Pointing entries for named objects:
----------
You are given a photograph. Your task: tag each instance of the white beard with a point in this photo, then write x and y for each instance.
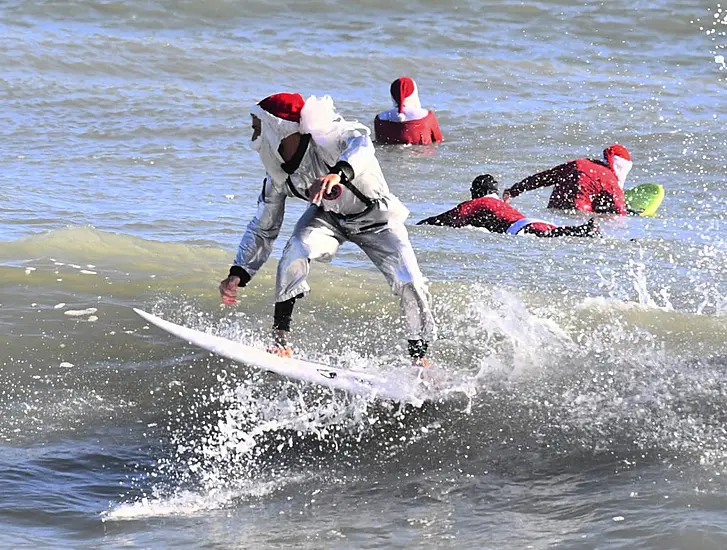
(256, 144)
(622, 167)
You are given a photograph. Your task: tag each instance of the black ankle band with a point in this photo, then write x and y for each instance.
(418, 348)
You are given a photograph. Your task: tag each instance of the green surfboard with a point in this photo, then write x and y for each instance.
(645, 198)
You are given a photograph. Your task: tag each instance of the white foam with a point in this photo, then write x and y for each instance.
(186, 503)
(80, 312)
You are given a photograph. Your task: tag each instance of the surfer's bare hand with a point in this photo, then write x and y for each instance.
(228, 290)
(323, 187)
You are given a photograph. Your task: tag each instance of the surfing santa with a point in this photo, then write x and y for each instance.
(407, 122)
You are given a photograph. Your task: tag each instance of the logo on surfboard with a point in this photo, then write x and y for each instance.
(327, 373)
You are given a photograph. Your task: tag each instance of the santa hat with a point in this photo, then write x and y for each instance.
(405, 94)
(619, 159)
(279, 115)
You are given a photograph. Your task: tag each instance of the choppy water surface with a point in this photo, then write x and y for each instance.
(596, 402)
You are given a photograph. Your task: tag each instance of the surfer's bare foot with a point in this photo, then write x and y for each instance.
(281, 351)
(280, 346)
(593, 229)
(420, 362)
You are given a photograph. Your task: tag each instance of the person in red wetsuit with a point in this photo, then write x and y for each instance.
(407, 122)
(488, 211)
(584, 184)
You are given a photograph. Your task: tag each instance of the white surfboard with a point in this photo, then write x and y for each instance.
(398, 387)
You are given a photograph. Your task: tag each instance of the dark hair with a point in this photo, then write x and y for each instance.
(483, 185)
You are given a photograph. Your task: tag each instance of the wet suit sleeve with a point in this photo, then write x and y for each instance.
(257, 242)
(436, 131)
(450, 218)
(542, 179)
(357, 154)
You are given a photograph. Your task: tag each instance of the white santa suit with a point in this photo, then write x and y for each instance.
(366, 212)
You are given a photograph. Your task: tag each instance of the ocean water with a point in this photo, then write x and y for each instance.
(596, 371)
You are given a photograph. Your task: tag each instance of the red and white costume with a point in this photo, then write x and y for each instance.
(407, 122)
(362, 209)
(585, 184)
(496, 216)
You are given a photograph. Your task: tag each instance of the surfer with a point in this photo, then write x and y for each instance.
(310, 152)
(407, 122)
(584, 184)
(488, 211)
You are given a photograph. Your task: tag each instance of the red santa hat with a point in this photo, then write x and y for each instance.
(619, 159)
(284, 105)
(280, 115)
(405, 94)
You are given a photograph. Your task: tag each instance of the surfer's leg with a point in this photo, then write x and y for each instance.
(588, 229)
(391, 251)
(316, 237)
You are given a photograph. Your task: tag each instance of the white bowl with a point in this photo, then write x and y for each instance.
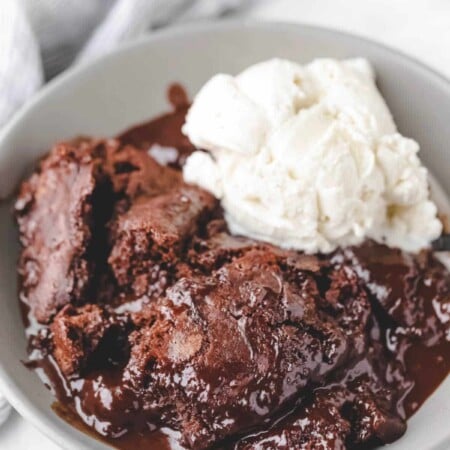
(129, 86)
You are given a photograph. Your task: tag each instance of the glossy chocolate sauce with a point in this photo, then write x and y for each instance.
(371, 323)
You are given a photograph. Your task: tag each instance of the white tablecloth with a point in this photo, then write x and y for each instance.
(418, 27)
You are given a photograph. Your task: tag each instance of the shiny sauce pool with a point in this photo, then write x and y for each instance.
(424, 356)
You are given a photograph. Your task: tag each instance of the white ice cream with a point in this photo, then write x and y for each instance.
(308, 157)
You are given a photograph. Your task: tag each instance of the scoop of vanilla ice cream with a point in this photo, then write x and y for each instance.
(308, 157)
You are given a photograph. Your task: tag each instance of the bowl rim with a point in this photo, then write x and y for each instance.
(67, 438)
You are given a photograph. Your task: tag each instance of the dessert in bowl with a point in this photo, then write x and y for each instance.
(180, 279)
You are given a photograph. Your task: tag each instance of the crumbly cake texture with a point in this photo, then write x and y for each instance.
(144, 294)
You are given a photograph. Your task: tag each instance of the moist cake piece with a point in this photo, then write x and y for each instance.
(54, 213)
(76, 334)
(63, 209)
(151, 236)
(223, 354)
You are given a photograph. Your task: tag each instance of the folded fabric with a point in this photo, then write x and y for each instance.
(40, 38)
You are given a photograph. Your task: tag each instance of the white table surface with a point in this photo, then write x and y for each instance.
(418, 27)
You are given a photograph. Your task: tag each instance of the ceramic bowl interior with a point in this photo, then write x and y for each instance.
(129, 86)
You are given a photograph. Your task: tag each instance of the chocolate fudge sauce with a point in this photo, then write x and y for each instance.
(152, 324)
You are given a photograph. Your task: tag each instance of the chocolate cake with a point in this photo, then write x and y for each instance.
(153, 316)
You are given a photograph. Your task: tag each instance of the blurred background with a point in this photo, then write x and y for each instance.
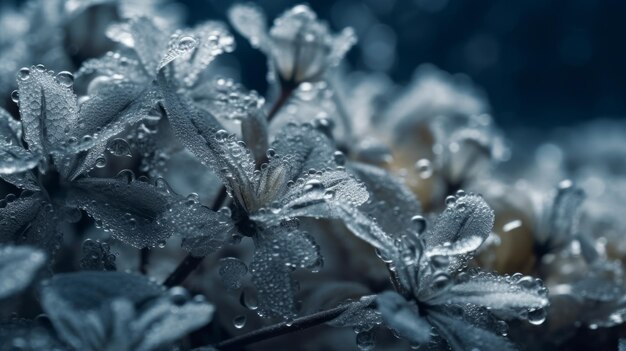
(541, 63)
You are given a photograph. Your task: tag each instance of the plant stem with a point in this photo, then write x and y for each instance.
(283, 328)
(190, 263)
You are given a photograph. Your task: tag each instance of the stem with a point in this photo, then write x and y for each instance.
(190, 263)
(285, 94)
(283, 328)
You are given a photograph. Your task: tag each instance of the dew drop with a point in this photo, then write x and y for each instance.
(221, 135)
(239, 321)
(537, 316)
(186, 43)
(450, 200)
(419, 223)
(65, 78)
(15, 96)
(424, 168)
(23, 74)
(119, 147)
(340, 158)
(248, 299)
(365, 341)
(101, 162)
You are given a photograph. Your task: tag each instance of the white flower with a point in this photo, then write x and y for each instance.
(299, 46)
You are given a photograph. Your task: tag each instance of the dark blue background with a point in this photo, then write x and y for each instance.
(542, 63)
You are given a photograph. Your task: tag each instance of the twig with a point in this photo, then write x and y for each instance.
(283, 328)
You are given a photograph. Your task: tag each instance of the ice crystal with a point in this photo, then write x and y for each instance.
(137, 169)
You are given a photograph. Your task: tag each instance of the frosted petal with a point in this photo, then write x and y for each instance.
(48, 108)
(212, 39)
(18, 266)
(461, 228)
(97, 256)
(505, 296)
(130, 210)
(403, 318)
(390, 202)
(560, 222)
(164, 322)
(307, 147)
(278, 251)
(249, 20)
(83, 291)
(223, 153)
(232, 270)
(462, 335)
(203, 231)
(29, 220)
(360, 315)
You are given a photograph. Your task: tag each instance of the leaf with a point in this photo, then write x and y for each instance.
(461, 228)
(212, 39)
(130, 210)
(307, 148)
(278, 250)
(29, 220)
(390, 201)
(202, 135)
(232, 270)
(403, 318)
(164, 322)
(506, 296)
(29, 335)
(118, 311)
(360, 315)
(560, 223)
(145, 38)
(87, 290)
(48, 108)
(203, 231)
(117, 105)
(462, 335)
(18, 266)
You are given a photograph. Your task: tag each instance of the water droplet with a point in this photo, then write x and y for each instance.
(537, 316)
(424, 168)
(509, 226)
(101, 162)
(450, 200)
(23, 74)
(15, 96)
(178, 295)
(186, 43)
(221, 135)
(365, 341)
(119, 147)
(419, 223)
(248, 299)
(441, 281)
(239, 321)
(65, 78)
(340, 158)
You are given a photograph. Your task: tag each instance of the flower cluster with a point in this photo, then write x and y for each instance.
(149, 182)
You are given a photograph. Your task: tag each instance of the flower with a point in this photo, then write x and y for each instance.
(300, 47)
(464, 308)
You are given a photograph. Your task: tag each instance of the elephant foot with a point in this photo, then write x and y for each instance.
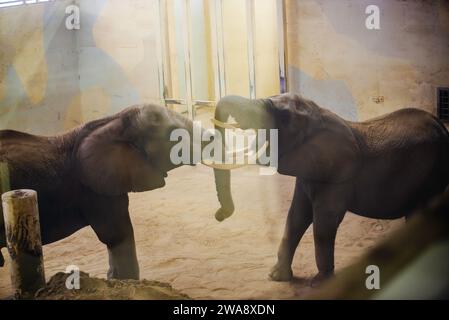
----------
How many lines of the records above contain the string "stem"? Reply with the number alone.

2